# Partes del ejercicio
1. Según el texto sobre la muerte de Lorca, ¿cuántos muertos hubo durante la guerra de acuerdo con la conclusión de Hugh Thomas?
2. Prosigue el texto sobre la muerte de Lorca a partir de su última oración.

# Texto proporcionado
....

Menos aún si el poeta era o no un objetivo específico. Porque unos dicen que se trató de una persecución política orquestada desde el ascendente poder del bando franquista y ejecutada como parte de un plan minucioso de aniquilación del adversario, por lo que Lorca, en este caso, sería un blanco concreto del fascismo, y su filiación política un elemento clave para haberse convertido en tal; y otros subsumen su muerte entre los muchos asesinatos que se cometieron en los primeros meses tras la sublevación militar, en los que concurren odios personales y locales, partidas de fanáticos asesinos criminales, y revanchismos enloquecidos.
Cogido en falta, Franco –Pilatos– dijo en una entrevista a un corresponsal extranjero en 1937: “Lo cierto es que en los momentos primeros de la revolución en Granada, ese escritor murió mezclado con los revoltosos; son los accidentes naturales de la guerra. (…) Como poeta, su pérdida ha sido lamentable”. ¡Habráse visto…!
En cualquier circunstancia, con Federico quisieron matar a un símbolo. Como cuando en Chile las hordas de Pinochet mataron al cantor Víctor Jara. Porque querían asesinar la poesía y la libertad.
Sólo que no fue la única víctima. El historiador británico Hugh Thomas, a partir de una rigurosa revisión documental, llegó a la conclusión de que hubo 75 000 muertos durante la guerra, de los cuales dos tercios correspondieron a los primeros meses de la sublevación fascista, incluyendo las ejecuciones en los campos de concentración, las ordenadas por los tribunales después de 1936 y los muertos en el frente.

....

[Datos para señalar regiones]
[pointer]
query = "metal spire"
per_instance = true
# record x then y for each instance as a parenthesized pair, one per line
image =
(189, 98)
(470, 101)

....

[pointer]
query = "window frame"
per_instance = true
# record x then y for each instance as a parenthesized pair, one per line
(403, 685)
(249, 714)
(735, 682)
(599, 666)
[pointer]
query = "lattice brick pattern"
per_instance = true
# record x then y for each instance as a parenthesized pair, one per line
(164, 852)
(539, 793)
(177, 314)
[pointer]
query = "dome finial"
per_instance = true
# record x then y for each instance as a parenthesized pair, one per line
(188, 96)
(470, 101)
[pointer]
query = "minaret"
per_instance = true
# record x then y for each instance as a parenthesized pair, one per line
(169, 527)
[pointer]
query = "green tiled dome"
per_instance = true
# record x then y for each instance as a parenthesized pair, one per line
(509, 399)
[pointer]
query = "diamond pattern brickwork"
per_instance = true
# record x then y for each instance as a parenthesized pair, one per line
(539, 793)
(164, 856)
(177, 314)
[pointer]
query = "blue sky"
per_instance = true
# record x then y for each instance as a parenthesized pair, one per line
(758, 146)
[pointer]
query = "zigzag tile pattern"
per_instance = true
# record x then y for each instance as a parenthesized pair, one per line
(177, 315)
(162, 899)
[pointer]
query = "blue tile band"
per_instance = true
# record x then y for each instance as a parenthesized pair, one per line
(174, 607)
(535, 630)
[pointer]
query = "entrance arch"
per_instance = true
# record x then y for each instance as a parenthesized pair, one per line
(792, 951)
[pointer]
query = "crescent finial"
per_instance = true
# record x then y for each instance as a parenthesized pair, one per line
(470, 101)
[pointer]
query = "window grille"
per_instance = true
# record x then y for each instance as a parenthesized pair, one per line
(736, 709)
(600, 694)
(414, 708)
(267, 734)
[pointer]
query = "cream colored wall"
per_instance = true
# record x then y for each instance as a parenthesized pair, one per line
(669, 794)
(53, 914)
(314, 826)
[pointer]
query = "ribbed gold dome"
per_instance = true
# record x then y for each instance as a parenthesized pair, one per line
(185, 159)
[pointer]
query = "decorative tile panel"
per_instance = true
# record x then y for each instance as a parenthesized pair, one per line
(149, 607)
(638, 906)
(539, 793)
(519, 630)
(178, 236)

....

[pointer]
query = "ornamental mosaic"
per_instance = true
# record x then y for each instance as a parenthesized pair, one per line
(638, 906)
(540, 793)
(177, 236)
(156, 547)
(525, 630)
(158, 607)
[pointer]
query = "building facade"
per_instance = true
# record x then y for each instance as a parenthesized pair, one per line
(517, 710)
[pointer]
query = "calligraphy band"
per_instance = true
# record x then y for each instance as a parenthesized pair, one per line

....

# Respuestas por tarea
1. 75 000 muertos.

2.
En 2002 se convocó en el Museo de Historia de Cataluña a un congreso sobre los campos de concentración y el mundo penitenciario en España durante la guerra civil y el franquismo. Las cifras expuestas allí provocaron escalofríos: 150 000 víctimas.
A estos se les toma en cuenta mediante actos conmemorativos, varios de ellos coincidentes con el aniversario del asesinato de Federico. Hace apenas unas horas, la Diputación de Granada auspició una velada para exaltar la vida y obra del poeta en la que el reconocido actor Carmelo Gómez recitó poemas y repasó pasajes de los formidables dramas lorquianos.
En la acera de enfrente, la reacción no deja de ser miserable. No cabe otra palabra cuando se sabe que en Extremadura, apenas el 18 de julio pasado, los representantes del Partido Popular y de Ciudadanos se negaron a respaldar una moción encaminada a “mostrar la solidaridad con quienes padecieron persecución, violencia, muerte o internamiento por razones políticas, ideológicas, de creencia religiosa o por su condición sexual durante este periodo (el franquismo), así como reconocer la labor desarrollada por las asociaciones y colectivos que hoy representan a estas personas”.
O cuando escuchamos a los dirigentes del emergente partido neofascista Vox irse por la tangente como hizo su líder Santiago Abascal en enero ante sus correligionarios: “Somos la voz de aquéllos que tuvieron padres en el bando nacional (léase franquista) y se resisten tener que hacer una condena de lo que hicieron sus familias”. Para este individuo reivindicar la memoria histórica es “un debate infecto”.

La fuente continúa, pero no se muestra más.